> [Listed entries]
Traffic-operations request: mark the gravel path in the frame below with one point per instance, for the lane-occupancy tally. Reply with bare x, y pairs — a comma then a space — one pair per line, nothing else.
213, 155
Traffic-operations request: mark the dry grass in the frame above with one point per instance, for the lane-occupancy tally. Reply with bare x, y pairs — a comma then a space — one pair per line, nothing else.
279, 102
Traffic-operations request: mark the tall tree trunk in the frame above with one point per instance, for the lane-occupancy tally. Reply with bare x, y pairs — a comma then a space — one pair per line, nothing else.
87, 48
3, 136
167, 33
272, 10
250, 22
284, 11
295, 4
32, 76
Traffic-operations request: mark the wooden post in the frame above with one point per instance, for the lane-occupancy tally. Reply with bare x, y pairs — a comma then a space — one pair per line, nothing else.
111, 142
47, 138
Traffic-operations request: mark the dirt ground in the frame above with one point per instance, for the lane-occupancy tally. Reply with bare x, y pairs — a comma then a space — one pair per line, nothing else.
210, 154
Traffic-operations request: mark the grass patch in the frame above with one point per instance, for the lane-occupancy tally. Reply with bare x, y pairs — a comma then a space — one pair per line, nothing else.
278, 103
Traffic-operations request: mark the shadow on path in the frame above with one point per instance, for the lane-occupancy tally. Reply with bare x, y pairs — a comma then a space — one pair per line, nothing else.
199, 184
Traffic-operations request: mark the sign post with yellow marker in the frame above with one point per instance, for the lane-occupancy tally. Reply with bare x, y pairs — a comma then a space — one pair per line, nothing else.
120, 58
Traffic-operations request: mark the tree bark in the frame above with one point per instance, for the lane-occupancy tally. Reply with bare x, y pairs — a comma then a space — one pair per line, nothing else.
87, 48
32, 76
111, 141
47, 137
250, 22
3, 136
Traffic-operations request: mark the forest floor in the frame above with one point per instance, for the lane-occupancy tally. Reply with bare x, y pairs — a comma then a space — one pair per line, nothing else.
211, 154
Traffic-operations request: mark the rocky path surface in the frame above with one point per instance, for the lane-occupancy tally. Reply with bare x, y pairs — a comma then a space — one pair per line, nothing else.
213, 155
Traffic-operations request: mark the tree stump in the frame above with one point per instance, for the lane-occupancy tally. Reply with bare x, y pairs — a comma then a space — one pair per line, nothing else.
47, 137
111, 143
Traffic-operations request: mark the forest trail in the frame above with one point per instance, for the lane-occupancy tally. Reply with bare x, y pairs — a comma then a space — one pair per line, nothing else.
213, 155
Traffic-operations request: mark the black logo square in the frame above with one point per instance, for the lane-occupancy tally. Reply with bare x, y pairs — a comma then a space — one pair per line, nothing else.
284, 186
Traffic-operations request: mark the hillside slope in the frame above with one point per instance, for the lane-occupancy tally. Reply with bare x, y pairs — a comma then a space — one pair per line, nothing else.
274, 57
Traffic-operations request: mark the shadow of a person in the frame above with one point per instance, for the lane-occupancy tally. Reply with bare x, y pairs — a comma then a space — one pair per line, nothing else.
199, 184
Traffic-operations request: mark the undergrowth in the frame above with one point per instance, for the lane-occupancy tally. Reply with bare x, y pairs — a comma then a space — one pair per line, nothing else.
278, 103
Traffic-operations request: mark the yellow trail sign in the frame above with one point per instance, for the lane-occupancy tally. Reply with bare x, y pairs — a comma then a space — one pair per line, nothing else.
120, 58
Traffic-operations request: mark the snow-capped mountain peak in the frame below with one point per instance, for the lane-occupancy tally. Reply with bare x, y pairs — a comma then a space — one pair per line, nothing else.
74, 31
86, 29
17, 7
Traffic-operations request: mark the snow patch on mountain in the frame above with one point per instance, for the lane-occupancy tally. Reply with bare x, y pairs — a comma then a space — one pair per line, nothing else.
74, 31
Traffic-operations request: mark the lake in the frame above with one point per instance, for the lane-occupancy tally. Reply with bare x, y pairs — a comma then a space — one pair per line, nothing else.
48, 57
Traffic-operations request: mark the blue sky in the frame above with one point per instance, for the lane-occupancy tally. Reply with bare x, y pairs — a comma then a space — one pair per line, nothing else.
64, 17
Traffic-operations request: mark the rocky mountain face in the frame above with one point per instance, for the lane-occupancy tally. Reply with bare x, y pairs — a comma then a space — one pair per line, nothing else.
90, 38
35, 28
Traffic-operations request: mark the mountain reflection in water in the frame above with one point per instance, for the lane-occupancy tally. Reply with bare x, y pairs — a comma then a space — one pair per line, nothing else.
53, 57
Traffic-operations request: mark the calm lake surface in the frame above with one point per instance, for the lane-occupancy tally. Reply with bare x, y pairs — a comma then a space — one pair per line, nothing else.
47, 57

> [Requirements]
Put each line of the material above into a JSON list of strings, one string per line, with blank lines left out.

> [Finished answer]
[
  "Traffic-operations request: mark the gravel path in the frame below with one point per instance, for the lane-occupancy tally. Reply with bare x, y pairs — a comma then a space — one pair per line, nothing else.",
  "213, 155",
  "Traffic-operations request: mark the dry grass in the frame above with one point per instance, for the lane-occupancy tally. Reply with bare x, y pairs — a comma then a space — one pair per line, nothing else.",
  "279, 102",
  "Traffic-operations request: mark the tall tree trunk in the frame above with one point per instance, for the lane-occupancy tally. Reply with bare x, y pairs — a comma then a space — one pair per line, nothing else.",
  "87, 48",
  "3, 136",
  "167, 33",
  "272, 10",
  "250, 22",
  "284, 11",
  "295, 4",
  "32, 76",
  "Traffic-operations request: mark the wooden post in the frame above with one point per instance, for the lane-occupancy tally. Reply with bare x, y pairs — a comma then a space — one pair per line, nothing else.",
  "111, 142",
  "47, 138",
  "Traffic-operations request: mark the dirt ground in the frame above with one point per instance, for the lane-occupancy tally. Reply with bare x, y pairs — a comma then a space — one pair per line, nothing else.",
  "210, 154",
  "Traffic-operations request: mark the grass patch in the frame above with one point per instance, for the lane-occupancy tally. Reply with bare x, y pairs — a comma then a space — one pair per line, nothing else.",
  "278, 103",
  "Traffic-operations request: mark the shadow on path in the frame above with one point per instance, for the lane-occupancy tally. Reply with bare x, y pairs — a comma then a space — one pair per line, nothing else.",
  "199, 184",
  "Traffic-operations request: mark the sign post with yellow marker in the frame above with one point per instance, for the lane-occupancy tally. Reply with bare x, y pairs — a comma then a space — one pair per line, nothing else.",
  "120, 58",
  "Traffic-operations request: mark the tree bark in the frame above with one point per instance, for the lane-occupancy tally. Reply with bare x, y pairs — a comma then a space — one pair per line, nothing else.",
  "87, 48",
  "32, 76",
  "111, 141",
  "47, 137",
  "250, 22",
  "3, 136",
  "Traffic-operations request: mark the forest floor in the frame above with one point per instance, for the lane-occupancy tally. Reply with bare x, y pairs — a comma then a space — one pair per line, nothing else.",
  "211, 154",
  "Traffic-operations request: mark the rocky path surface in the frame above with one point per instance, for the lane-occupancy tally. Reply with bare x, y pairs — a comma then a space — one pair per line, nothing else.",
  "213, 155",
  "Traffic-operations request: mark the tree stump in the frame above with one point per instance, for the lane-occupancy tally. Reply with bare x, y pairs — a comma then a space — one pair per line, nothing else.",
  "47, 137",
  "111, 143",
  "Traffic-operations request: mark the forest trail in the frame above with one point per instance, for the lane-occupancy tally. Reply with bare x, y pairs — a comma then a space — one pair per line, nothing else.",
  "213, 155",
  "Traffic-operations request: mark the black logo square in the frame above with one point per instance, for the lane-occupancy tally. Reply with bare x, y pairs — a comma then a space — one pair per line, nothing else.",
  "284, 186",
  "Traffic-operations request: mark the hillside slope in the frame above with one point per instance, for the lane-occupancy tally. Reply with bare x, y pairs — a comma then a space — one pair per line, nothing else.",
  "274, 57",
  "Traffic-operations request: mark the shadow of a person in the frame above with one point per instance, for the lane-occupancy tally. Reply with bare x, y pairs — a comma then a space — one pair per line, nothing else.",
  "199, 184",
  "Traffic-operations request: mark the undergrowth in the frame above with one point per instance, for the lane-occupancy tally. Reply with bare x, y pairs — a comma then a space — one pair per line, nothing else.",
  "278, 103",
  "Traffic-operations request: mark the yellow trail sign in the frame above with one point per instance, for the lane-occupancy tally. Reply with bare x, y pairs — a comma then a space — one pair per line, nothing else.",
  "120, 58",
  "Traffic-operations request: mark the snow-capped mountain peak in the frame below with one point per instance, for the lane-occupancy tally. Reply with bare x, y pairs — a comma then a space — one pair per line, nothing else.",
  "74, 31",
  "86, 29",
  "17, 7",
  "Traffic-operations request: mark the snow patch on mountain in the frame above with one point per instance, for the lane-occupancy tally. Reply with bare x, y pairs — a comma then a space — one pair per line, nothing else.",
  "74, 31",
  "Traffic-operations request: mark the lake in the frame above with one point per instance, for the lane-occupancy tally. Reply with bare x, y pairs — a comma then a space — one pair per line, nothing else.",
  "48, 57",
  "Traffic-operations request: mark the blue sky in the frame above with one point per instance, for the lane-occupancy tally. Reply with bare x, y pairs — a comma then a space — one pair per line, nothing else.",
  "64, 17",
  "Traffic-operations request: mark the rocky mountain face in the frame above with one point per instance, for the lane-occupancy tally. Reply with bare x, y pairs — a comma then a space — one pair per line, nothing else.",
  "90, 38",
  "35, 28",
  "Traffic-operations request: mark the mountain reflection in water in the frame above with one point per instance, for the lane-occupancy tally. Reply with bare x, y pairs — a comma then a space — one pair per line, nothing else.",
  "53, 57",
  "Traffic-operations request: mark the calm lake surface in the frame above with one point per instance, for the lane-occupancy tally. Reply with bare x, y pairs — a comma then a space — one pair per line, nothing else.",
  "47, 57"
]